* EXERCISE BRIEF
Reproduce, word for word, the part of the article on Bill de Blasio starting at "Sure, in picking" and ending at "legislation next year.".
═════ EXTRACT ═════
Bill de Blasio had stunned his Democratic rivals and won the party primary outright. Now, being cautious and superstitious, he was careful not to say anything that sounded like he was assuming victory in the general election. Yet he couldn't completely deny reality. It was mid-October and within less than a month, De Blasio would be elected the next mayor of New York City. A certain gravity was already setting in. "I don't think some switch went on. This process, over this year, has sort of been pulling me toward my goal, meaning I’m experiencing elements of my goal all along. So this thing sort of happens in stages," he said as we drove away from his house in Park Slope. "But of course there's another part of me that's aware that life is changing now, and life could be changing a lot more soon."
His job, and his life, changed officially when he was sworn in at 12:01 this morning. Large elements of De Blasio's world have already shifted rapidly since he trounced Lhota on election day: Everything from the retailing of his daughter's drug and alcohol problems to the choice to move to Gracie Mansion to the wildly escalated stakes of hiring staff to run a city instead of the public advocate's office. No wonder De Blasio has complained to a friend of the increased pressure.
Yet the most fascinating thing, so far, is what hasn't changed about De Blasio's political stance. Most candidates win and tack toward the middle before taking office — partly because they'll be governing citizens who didn't vote for them as well as the ones who did, but mostly out of a calculated need to create some wiggle room in case they can't deliver on all their lofty campaign promises. De Blasio has done the opposite: He's become more definitive since November 5. Standing in the national spotlight after a meeting at the White House with President Obama two weeks ago, De Blasio declared income inequality "fundamentally unacceptable." Raising taxes on the wealthy to pay for expanded pre-k and after-school programs? "It will be the centerpiece of our government." Homelessness? "We’re not going to let down Dasani or any young woman or any young man like her." Central Park carriage horse rides? "It's over."
Sure, in picking his new administration De Blasio has reinforced his reputation for being slow to make decisions, and he has been less ideological than his lefty supporters hoped, but neither is surprising: Even though De Blasio says he wants to overhaul stop-and-frisk he was never going to appoint, say, Charles Barron to run the NYPD. On most core issues, though, De Blasio has ramped up his rhetoric and backed up the words with hardball tactics. Despite all that stuff he said last year about why it's bad for a city council speaker to be too close to a mayor, De Blasio has lobbied hard to line up votes for an ally, Melissa Mark-Viverito, to maximize his chances of passing progressive legislation next year.
De Blasio's all-in approach on key points is intellectually admirable. But it's politically risky: He owns these issues more than ever. If Mark-Viverito's coalition crumbles next week, or the tax increase stalls, or Long Island College Hospital keeps hemorrhaging millions, De Blasio can't dodge the fallout. Some of his moves so far are simply smart poker-playing, seizing the momentum from a landslide win while he can. But maybe it's more than canny strategizing. When I asked De Blasio whether he will be the kind of mayor who shows up at a fire at 3 a.m., he didn't hesitate. "I would say I'm gonna be very hands-on," he said. "Not necessarily in every situation, but there might be some situations, certain emergencies, that it would be pivotal to be there for. I don't mean to take the question too literally. I think my template is, activist, hands-on, lead from the front." As of today, Bill de Blasio starts finding out how exciting a spot that really is.
═════ GIVEN RECORDS ═════
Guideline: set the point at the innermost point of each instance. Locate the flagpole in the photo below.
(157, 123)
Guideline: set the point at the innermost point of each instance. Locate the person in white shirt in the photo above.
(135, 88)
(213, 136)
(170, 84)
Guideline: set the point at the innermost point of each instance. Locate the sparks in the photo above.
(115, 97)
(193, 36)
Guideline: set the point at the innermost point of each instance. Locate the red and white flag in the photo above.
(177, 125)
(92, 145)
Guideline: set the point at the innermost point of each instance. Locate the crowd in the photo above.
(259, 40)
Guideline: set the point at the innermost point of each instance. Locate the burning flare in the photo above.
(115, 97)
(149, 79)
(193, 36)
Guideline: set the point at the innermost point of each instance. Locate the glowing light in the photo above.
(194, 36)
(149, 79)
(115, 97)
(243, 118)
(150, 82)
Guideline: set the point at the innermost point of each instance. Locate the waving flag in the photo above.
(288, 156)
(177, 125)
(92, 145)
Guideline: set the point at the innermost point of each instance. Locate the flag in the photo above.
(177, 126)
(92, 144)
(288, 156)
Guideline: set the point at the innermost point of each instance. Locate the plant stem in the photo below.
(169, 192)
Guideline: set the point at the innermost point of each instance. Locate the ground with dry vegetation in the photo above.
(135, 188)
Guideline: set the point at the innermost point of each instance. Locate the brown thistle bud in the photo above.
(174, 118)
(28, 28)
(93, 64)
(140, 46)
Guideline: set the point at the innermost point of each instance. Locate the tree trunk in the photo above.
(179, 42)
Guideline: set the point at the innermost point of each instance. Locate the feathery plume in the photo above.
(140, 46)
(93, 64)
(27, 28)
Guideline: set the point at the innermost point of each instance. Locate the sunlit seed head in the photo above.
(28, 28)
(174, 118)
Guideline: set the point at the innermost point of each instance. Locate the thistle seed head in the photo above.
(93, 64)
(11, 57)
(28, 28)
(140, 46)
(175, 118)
═════
* ANSWER BELOW
Sure, in picking his new administration De Blasio has reinforced his reputation for being slow to make decisions, and he has been less ideological than his lefty supporters hoped, but neither is surprising: Even though De Blasio says he wants to overhaul stop-and-frisk he was never going to appoint, say, Charles Barron to run the NYPD. On most core issues, though, De Blasio has ramped up his rhetoric and backed up the words with hardball tactics. Despite all that stuff he said last year about why it's bad for a city council speaker to be too close to a mayor, De Blasio has lobbied hard to line up votes for an ally, Melissa Mark-Viverito, to maximize his chances of passing progressive legislation next year.